*** Opening of Source material ***

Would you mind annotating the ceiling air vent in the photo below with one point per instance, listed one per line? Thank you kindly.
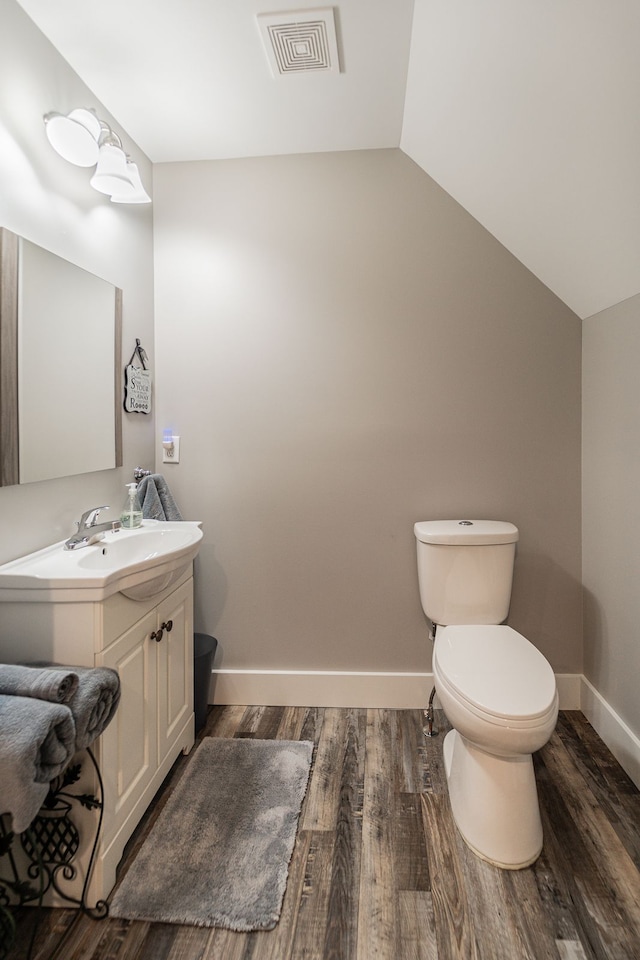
(300, 41)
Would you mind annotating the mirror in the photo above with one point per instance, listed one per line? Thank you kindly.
(60, 357)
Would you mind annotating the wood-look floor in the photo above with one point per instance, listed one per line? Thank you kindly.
(379, 871)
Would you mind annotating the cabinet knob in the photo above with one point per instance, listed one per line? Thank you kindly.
(157, 635)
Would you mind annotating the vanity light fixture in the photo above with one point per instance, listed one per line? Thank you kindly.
(86, 141)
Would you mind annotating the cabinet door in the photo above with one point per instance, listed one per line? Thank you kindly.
(129, 745)
(175, 667)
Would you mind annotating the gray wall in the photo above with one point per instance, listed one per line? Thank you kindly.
(344, 350)
(49, 201)
(611, 485)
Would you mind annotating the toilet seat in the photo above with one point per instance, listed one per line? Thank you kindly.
(497, 674)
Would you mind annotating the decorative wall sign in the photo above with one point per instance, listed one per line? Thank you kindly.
(137, 383)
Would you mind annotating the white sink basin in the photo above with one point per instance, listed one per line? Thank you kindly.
(138, 563)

*** Close of Source material ***

**Work to be completed**
Write out each line exactly, beginning at the one with "Would you mind annotating the decorative" and ending at the final line of the records above, with nothing added.

**Output below**
Would you mind annotating the decorative wall sign in the photo above with one point per instance, listed one per line? Thank you kindly.
(137, 383)
Would you mind annotating the white sink basin in the photo above with one point per instance, listed one per line? Thank you kindly.
(138, 563)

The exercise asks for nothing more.